***** Data provided
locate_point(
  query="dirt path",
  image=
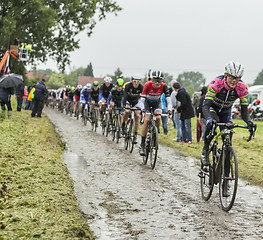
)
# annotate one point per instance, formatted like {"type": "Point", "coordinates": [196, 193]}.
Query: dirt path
{"type": "Point", "coordinates": [124, 199]}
**********
What to produce = For each entry, copy the text exactly and leave out any image it carries.

Task output =
locate_point(
  query="dirt path",
  image=
)
# annotate one point per instance, formatted like {"type": "Point", "coordinates": [196, 193]}.
Query: dirt path
{"type": "Point", "coordinates": [124, 199]}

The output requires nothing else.